* _Goal of the exercise_: Everything in the listing below must be set down again exactly.

[Supplied material]

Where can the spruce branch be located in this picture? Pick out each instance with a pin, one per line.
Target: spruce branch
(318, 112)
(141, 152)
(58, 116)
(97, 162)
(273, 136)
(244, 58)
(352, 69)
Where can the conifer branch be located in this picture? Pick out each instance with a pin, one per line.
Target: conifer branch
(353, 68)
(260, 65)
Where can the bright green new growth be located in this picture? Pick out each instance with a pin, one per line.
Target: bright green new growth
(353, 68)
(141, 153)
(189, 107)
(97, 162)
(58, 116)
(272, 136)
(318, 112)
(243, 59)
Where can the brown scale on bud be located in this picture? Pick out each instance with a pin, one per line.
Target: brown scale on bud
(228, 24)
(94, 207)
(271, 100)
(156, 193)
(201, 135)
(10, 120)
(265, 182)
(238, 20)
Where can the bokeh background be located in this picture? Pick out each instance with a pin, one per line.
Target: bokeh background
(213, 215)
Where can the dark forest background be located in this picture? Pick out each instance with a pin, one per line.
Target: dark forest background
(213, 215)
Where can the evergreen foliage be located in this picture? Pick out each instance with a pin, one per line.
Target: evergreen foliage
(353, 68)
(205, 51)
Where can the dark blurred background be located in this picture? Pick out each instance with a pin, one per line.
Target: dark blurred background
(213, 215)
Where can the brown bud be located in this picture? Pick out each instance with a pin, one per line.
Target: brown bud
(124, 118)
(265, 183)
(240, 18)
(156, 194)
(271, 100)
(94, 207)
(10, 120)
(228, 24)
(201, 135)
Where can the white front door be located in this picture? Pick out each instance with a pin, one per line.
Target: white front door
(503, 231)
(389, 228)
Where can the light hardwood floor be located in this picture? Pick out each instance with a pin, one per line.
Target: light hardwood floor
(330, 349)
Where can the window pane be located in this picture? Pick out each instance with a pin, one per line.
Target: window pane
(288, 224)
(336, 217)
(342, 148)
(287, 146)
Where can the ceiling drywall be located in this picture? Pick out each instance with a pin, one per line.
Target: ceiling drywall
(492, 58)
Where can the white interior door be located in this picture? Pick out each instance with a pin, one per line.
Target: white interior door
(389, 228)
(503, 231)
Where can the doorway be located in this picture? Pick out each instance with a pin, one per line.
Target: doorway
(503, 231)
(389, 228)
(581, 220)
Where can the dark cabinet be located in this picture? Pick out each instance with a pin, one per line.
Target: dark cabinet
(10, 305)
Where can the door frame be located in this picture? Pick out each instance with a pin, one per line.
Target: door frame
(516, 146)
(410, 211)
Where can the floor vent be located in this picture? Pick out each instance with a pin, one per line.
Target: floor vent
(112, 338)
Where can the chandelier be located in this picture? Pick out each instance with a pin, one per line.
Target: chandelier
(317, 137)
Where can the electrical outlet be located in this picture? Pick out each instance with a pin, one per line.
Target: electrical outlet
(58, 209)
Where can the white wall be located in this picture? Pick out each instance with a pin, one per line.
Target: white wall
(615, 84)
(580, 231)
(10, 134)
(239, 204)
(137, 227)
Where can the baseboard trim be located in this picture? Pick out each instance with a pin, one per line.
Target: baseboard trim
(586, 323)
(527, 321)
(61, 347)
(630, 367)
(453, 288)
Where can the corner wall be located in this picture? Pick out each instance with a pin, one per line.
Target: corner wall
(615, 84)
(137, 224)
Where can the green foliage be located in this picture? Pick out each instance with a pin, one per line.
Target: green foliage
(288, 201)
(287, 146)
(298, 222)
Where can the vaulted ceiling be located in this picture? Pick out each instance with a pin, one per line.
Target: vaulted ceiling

[/Supplied material]

* _Solution_:
Where can the spruce branch be located in this picture? Pick out each instance with a pin, one per line.
Target: spruce branch
(318, 112)
(141, 152)
(58, 116)
(97, 162)
(273, 136)
(244, 58)
(352, 69)
Where can the conifer branch be located in this picture? Pick out each instance with a pin, one per line.
Target: conifer branch
(353, 68)
(260, 65)
Where can the bright green new growth be located in this picture? Pick out each instance with a pin, one per line.
Target: bright green new growth
(353, 68)
(141, 153)
(189, 107)
(97, 162)
(58, 116)
(272, 136)
(318, 112)
(243, 59)
Where can the brown scale on bud be located in this picture? Pick out each instance with a pin, one per line.
Target: brown scale on bud
(228, 24)
(94, 207)
(271, 100)
(156, 193)
(201, 135)
(10, 120)
(265, 182)
(238, 20)
Where can the bokeh background be located in this picture? Pick out each instance with a pin, one per line.
Target: bokeh background
(213, 215)
Where can the dark forest background be located in this picture? Pick out each instance with a pin, one per line.
Target: dark forest background
(213, 215)
Where can the evergreen foliage be located in this picture? Pick out each instance with a pin, one per line.
Target: evergreen foliage
(353, 68)
(205, 51)
Where can the dark blurred background be located in this picture? Pick out each instance with a pin, one per line.
Target: dark blurred background
(213, 215)
Where can the brown bud be located in this picture? Pick out each instance with a pin, one per line.
Target: brown bud
(124, 118)
(265, 183)
(240, 18)
(156, 194)
(271, 100)
(94, 207)
(10, 120)
(228, 24)
(201, 135)
Where can the white front door be located in this picture? Pick out each instance with a pin, one per line.
Target: white front door
(503, 231)
(389, 228)
Where can the light hardwood floor be located in this picture? Pick out each instance with a pin, one per line.
Target: light hardwood floor
(330, 349)
Where can the window pane be located in this picture? Pick out each instance with a pin, one per line.
Target: window pane
(288, 224)
(336, 217)
(342, 148)
(287, 146)
Where can the ceiling drywall be located in this picture? Pick out each instance with a pin, one per line.
Target: ceiling drywall
(492, 58)
Where can the white interior door be located in this picture? Pick out each instance with a pin, one per line.
Target: white interior door
(389, 228)
(503, 231)
Where can the doorway be located in this picture? Pick out each instance with a pin, one per line.
Target: doorway
(503, 231)
(389, 228)
(581, 220)
Where can the dark cabinet be located in this picture? Pick out each instance with a pin, one per line.
Target: dark cabinet
(10, 305)
Where can the door frame be located in this picture? Pick out each instance with a pin, one per line.
Target: door frame
(516, 146)
(410, 211)
Where can the floor vent be located in this picture? Pick out each instance with a pin, one per line.
Target: floor vent
(112, 338)
Where can the chandelier be located in this picture? Pick out each instance with a pin, one per line.
Target: chandelier
(317, 137)
Where can the electrical outlet be located in this picture? Pick out each instance with a pin, one per line.
Target: electrical outlet
(58, 209)
Where can the white wall be located in this picture? Pick out each instance with a pin, one per line.
Target: white wall
(615, 84)
(580, 231)
(10, 134)
(239, 204)
(137, 227)
Where can the baseboard trim be located in this picture? Pick out each instance with a pin, one per line.
Target: baseboard trim
(586, 323)
(527, 321)
(61, 347)
(630, 367)
(453, 288)
Where can the corner wall be located in this picture? Pick out each instance with a pin, one per line.
Target: corner wall
(615, 84)
(137, 224)
Where can the green foliage be located in this picture? Pick out each instance with a pin, one per line.
Target: green foliage
(288, 201)
(287, 146)
(298, 222)
Where can the vaulted ceiling be located in this picture? Pick out each instance with a pin, one per line.
Target: vaulted ceiling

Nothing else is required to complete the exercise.